* [What needs to be done]:
Skip every picture and copy only the lines from the one containing "in [71, 69]." to the final line of the records below.

* [Supplied data]:
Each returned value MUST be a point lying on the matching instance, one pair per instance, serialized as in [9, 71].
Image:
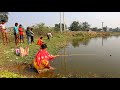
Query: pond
[96, 55]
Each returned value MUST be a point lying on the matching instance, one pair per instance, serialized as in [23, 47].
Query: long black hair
[43, 46]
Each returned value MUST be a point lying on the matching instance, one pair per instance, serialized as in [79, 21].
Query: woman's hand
[57, 55]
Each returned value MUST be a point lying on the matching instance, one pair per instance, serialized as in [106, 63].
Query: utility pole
[60, 23]
[64, 22]
[102, 36]
[102, 25]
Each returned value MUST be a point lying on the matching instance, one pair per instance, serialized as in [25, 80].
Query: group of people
[4, 32]
[42, 58]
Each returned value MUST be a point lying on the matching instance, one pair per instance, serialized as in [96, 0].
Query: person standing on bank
[28, 33]
[32, 35]
[21, 33]
[4, 32]
[16, 34]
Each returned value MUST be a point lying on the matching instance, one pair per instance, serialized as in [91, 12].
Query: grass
[59, 40]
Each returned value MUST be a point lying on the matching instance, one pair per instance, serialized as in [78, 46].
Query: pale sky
[95, 19]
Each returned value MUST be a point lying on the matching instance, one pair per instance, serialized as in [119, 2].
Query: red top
[43, 55]
[39, 42]
[20, 31]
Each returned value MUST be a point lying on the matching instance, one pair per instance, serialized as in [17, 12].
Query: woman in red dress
[42, 59]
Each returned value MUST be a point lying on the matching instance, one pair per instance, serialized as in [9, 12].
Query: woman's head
[3, 21]
[43, 46]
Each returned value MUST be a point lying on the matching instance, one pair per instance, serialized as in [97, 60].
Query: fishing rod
[78, 55]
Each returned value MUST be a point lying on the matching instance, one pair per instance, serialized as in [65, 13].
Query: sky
[95, 19]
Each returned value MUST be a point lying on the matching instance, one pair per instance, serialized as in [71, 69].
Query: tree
[95, 29]
[85, 26]
[75, 26]
[4, 16]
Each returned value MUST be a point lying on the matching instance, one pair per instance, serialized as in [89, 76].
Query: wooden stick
[77, 54]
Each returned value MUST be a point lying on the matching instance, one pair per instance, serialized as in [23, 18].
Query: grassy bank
[59, 40]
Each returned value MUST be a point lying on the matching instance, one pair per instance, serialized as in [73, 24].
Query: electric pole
[64, 22]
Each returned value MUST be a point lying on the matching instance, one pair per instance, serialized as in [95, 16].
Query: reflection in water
[77, 42]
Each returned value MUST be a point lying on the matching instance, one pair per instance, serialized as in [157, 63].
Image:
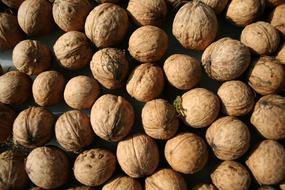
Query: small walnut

* [Answer in full]:
Each returned value MUST be a point lying on the matching instance, one pair per instance, serialized as in [71, 69].
Query: tree
[95, 29]
[85, 26]
[75, 26]
[4, 16]
Each returned value MUST be a point lying on the matching instance, one pair per instance, serialized as in [89, 76].
Query: wooden stick
[77, 54]
Each returned value MUST be a point lying on the matching instance, one pair per instance, serialized as in [23, 18].
Query: grassy bank
[59, 40]
Each returned value MUST be a point lying on the matching instance, one pair per instance, serialized as in [73, 24].
Query: electric pole
[64, 22]
Each returned value MUST be a point lying on the matching instance, one pair per instance, serialized as in [95, 16].
Query: reflection in water
[77, 42]
Each returned value MUST be a point lying on the matching instance, one pair per instance, serialized as in [157, 63].
Image:
Query: small walnut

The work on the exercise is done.